[Dataset entries]

☆ ☆ ☆ ☆ ☆

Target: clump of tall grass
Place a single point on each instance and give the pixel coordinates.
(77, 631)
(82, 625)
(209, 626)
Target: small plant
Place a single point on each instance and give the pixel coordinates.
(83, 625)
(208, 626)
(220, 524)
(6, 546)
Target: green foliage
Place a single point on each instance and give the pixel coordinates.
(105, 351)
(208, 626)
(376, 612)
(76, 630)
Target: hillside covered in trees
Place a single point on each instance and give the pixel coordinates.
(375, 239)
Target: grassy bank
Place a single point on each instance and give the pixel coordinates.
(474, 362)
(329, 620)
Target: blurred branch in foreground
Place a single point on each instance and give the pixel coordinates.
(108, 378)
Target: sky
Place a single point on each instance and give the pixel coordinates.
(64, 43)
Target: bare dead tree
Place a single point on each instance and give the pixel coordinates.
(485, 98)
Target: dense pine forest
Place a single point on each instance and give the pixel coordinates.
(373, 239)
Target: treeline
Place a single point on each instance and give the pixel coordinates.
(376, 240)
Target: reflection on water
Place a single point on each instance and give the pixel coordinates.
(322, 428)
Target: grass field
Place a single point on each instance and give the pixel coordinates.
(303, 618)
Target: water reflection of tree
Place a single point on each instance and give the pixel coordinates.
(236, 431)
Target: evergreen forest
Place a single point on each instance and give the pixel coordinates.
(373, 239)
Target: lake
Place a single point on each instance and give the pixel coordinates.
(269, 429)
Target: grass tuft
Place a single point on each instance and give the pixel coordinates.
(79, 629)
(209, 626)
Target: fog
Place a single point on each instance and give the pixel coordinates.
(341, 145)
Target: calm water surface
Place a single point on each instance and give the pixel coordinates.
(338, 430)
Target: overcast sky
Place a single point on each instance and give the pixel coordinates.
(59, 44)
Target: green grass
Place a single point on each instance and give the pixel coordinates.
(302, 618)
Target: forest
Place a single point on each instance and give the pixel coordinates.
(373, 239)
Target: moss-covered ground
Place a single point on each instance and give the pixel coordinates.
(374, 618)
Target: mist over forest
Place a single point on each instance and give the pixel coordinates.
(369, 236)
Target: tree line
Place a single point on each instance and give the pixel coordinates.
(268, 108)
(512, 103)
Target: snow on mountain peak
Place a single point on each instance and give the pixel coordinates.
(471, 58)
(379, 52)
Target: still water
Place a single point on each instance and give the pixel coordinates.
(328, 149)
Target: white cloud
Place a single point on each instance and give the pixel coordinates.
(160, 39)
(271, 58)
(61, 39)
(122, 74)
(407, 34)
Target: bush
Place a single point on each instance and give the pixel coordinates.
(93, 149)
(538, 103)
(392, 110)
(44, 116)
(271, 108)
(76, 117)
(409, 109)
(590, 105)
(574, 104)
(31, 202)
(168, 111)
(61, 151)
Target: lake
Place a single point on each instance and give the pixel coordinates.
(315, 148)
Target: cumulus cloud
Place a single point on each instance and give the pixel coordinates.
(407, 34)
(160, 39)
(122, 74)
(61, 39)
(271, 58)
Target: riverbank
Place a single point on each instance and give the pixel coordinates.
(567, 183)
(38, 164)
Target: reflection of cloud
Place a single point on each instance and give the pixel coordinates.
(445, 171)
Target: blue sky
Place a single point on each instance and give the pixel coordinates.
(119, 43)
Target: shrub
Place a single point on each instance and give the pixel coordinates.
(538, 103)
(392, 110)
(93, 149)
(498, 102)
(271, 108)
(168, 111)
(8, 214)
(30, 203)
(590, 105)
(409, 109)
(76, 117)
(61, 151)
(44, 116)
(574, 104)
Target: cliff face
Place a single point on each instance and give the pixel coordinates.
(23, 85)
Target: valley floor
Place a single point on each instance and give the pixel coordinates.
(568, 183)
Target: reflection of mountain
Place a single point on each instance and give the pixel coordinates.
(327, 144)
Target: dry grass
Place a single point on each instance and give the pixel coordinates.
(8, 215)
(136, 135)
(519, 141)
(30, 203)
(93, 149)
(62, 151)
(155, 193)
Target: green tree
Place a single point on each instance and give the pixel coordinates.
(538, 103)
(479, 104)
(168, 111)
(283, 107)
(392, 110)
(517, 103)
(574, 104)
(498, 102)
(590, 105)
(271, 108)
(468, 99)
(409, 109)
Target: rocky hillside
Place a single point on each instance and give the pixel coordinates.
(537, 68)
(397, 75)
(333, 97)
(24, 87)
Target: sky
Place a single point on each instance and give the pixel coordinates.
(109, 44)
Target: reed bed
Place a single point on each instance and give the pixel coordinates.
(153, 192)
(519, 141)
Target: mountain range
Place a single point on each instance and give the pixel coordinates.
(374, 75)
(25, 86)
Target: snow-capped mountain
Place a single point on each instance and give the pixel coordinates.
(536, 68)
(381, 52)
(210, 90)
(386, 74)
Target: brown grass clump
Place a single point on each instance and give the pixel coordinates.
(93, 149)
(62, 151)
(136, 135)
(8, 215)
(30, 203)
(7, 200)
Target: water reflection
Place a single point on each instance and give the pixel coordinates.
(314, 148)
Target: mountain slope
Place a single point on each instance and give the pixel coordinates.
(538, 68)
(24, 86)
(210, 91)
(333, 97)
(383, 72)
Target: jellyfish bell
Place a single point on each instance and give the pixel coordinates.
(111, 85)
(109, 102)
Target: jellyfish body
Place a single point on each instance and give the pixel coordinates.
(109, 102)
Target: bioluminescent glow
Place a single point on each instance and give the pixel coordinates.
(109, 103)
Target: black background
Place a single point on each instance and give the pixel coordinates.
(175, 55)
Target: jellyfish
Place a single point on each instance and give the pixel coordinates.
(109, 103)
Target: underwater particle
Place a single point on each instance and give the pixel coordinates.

☆ ☆ ☆ ☆ ☆

Work request. Output every line from the records, exactly as written.

Answer space.
Target: clump of tall grass
Place a single point on each instance and give the pixel coordinates.
(77, 631)
(82, 625)
(209, 626)
Target: small plant
Place a single point on each instance and give the pixel coordinates.
(83, 625)
(208, 626)
(220, 524)
(6, 546)
Target: green foliage
Place a single point on each instance and give the pixel coordinates.
(105, 351)
(208, 626)
(376, 612)
(76, 630)
Target: hillside covered in trees
Place a single point on each instance and give the pixel coordinates.
(375, 239)
Target: grassy bank
Place a single point on each instance and give the pixel coordinates.
(474, 362)
(329, 620)
Target: blurred branch in foreground
Place a single point on each instance and give the pixel coordinates.
(108, 378)
Target: sky
Place a single point on each instance and give the pixel coordinates.
(64, 43)
Target: bare dead tree
Place a single point on each instance and give the pixel coordinates.
(485, 98)
Target: dense pine forest
Place a single point on each instance and give the pixel coordinates.
(373, 239)
Target: treeline
Place a single point on each instance and give the pixel coordinates.
(376, 240)
Target: reflection on water
Place a single point on each instance and give the pixel coordinates.
(322, 428)
Target: grass field
Place a single point on each instance and give the pixel coordinates.
(303, 618)
Target: water reflection of tree
Place a single point on each instance and give the pixel coordinates.
(236, 431)
Target: evergreen forest
Place a single point on each instance and give the pixel coordinates.
(373, 239)
Target: lake
Place a single point on each instance and give the pixel coordinates.
(269, 429)
Target: grass tuft
Place a single point on each instance and give the pixel coordinates.
(79, 629)
(209, 626)
Target: fog
Place a single point on each instance and give the pixel coordinates.
(341, 145)
Target: calm water surface
Place a single point on each instance and give the pixel coordinates.
(338, 430)
Target: overcast sky
Place a single point on each instance and give the pixel coordinates.
(59, 44)
Target: green grass
Place a single point on each instance and give the pixel coordinates.
(302, 618)
Target: forest
Place a single point on each instance and give the pixel coordinates.
(373, 239)
Target: moss-covered ground
Place a single point on each instance and give the pixel coordinates.
(374, 618)
Target: mist over forest
Place a single point on each instance and give the pixel coordinates.
(369, 236)
Target: tree line
Place a single point on each instance and give the pixel coordinates.
(268, 108)
(512, 103)
Target: snow on mountain peak
Place a single point on each instance and give the pixel coordinates.
(471, 58)
(379, 52)
Target: still water
Place a single point on each instance and give the pixel coordinates.
(328, 149)
Target: white cloud
Place a single point on each instance and give the pixel coordinates.
(160, 39)
(271, 58)
(61, 39)
(122, 74)
(407, 34)
Target: bush
Place a single point on each instance and give the pixel coordinates.
(93, 149)
(538, 103)
(392, 110)
(44, 116)
(271, 108)
(76, 117)
(409, 109)
(590, 105)
(574, 104)
(31, 202)
(168, 111)
(61, 151)
Target: lake
Place a single point on each instance and give the pixel coordinates.
(315, 148)
Target: cumulus cloud
Place a single point on each instance and give the pixel coordinates.
(407, 34)
(160, 39)
(122, 74)
(61, 39)
(271, 58)
Target: riverbank
Place a single point on each instance and give the pixel coordinates.
(567, 183)
(38, 164)
Target: reflection of cloud
Place a single point on each instance and give the pixel coordinates.
(445, 171)
Target: blue sky
Place a single point on each instance and give the pixel coordinates.
(119, 43)
Target: shrub
Place a single point on each instance and give the pixel coordinates.
(538, 103)
(392, 110)
(93, 149)
(498, 102)
(271, 108)
(168, 111)
(8, 214)
(30, 203)
(590, 105)
(409, 109)
(76, 117)
(61, 151)
(44, 116)
(574, 104)
Target: cliff face
Place a single point on each instance and give the pixel coordinates.
(23, 85)
Target: valley floor
Place a single point on each instance and give the pixel coordinates.
(568, 183)
Target: reflection of mountain
Place a single point on each instance and give the pixel coordinates.
(327, 144)
Target: dry grass
Place a single point on each instance and give the pixel coordinates.
(8, 215)
(136, 135)
(519, 141)
(30, 203)
(93, 149)
(62, 151)
(155, 193)
Target: green tree
Place a single point on each instance and give the pixel coordinates.
(538, 103)
(479, 104)
(168, 111)
(283, 107)
(392, 110)
(517, 103)
(574, 104)
(498, 102)
(590, 105)
(271, 108)
(468, 99)
(409, 109)
Target: rocky hillside
Place a single point on each instance and give the pixel coordinates.
(537, 68)
(397, 75)
(333, 97)
(24, 87)
Target: sky
Place a single point on each instance and give the pixel coordinates.
(109, 44)
Target: reed bed
Place a single point on each instance and give the pixel coordinates.
(153, 192)
(519, 141)
Target: mountain range
Place a single point on each instance and give the pixel coordinates.
(374, 75)
(25, 86)
Target: snow-capped mountain
Place a single point on each instance and give the pixel coordinates.
(536, 68)
(381, 52)
(210, 90)
(386, 74)
Target: brown grass clump
Place a single point on each instance and give the pixel coordinates.
(93, 149)
(62, 151)
(136, 135)
(8, 215)
(30, 203)
(7, 200)
Target: water reflection
Place a single point on each instance and give the pixel coordinates.
(314, 148)
Target: mountain slope
Place a single point on each instance and give the pixel coordinates.
(538, 68)
(24, 86)
(210, 91)
(333, 97)
(383, 72)
Target: jellyfish bell
Place a single point on each instance and give the pixel coordinates.
(111, 85)
(109, 102)
Target: jellyfish body
Place a single point on each instance and give the pixel coordinates.
(109, 102)
Target: bioluminescent glow
Place a single point on each instance and give the pixel coordinates.
(109, 103)
Target: black background
Place a single point on each instance and give the pixel coordinates.
(175, 55)
Target: jellyfish
Place a single point on each instance and give the pixel coordinates.
(109, 103)
Target: underwater particle
Place a single point on each instance and give the pixel coordinates.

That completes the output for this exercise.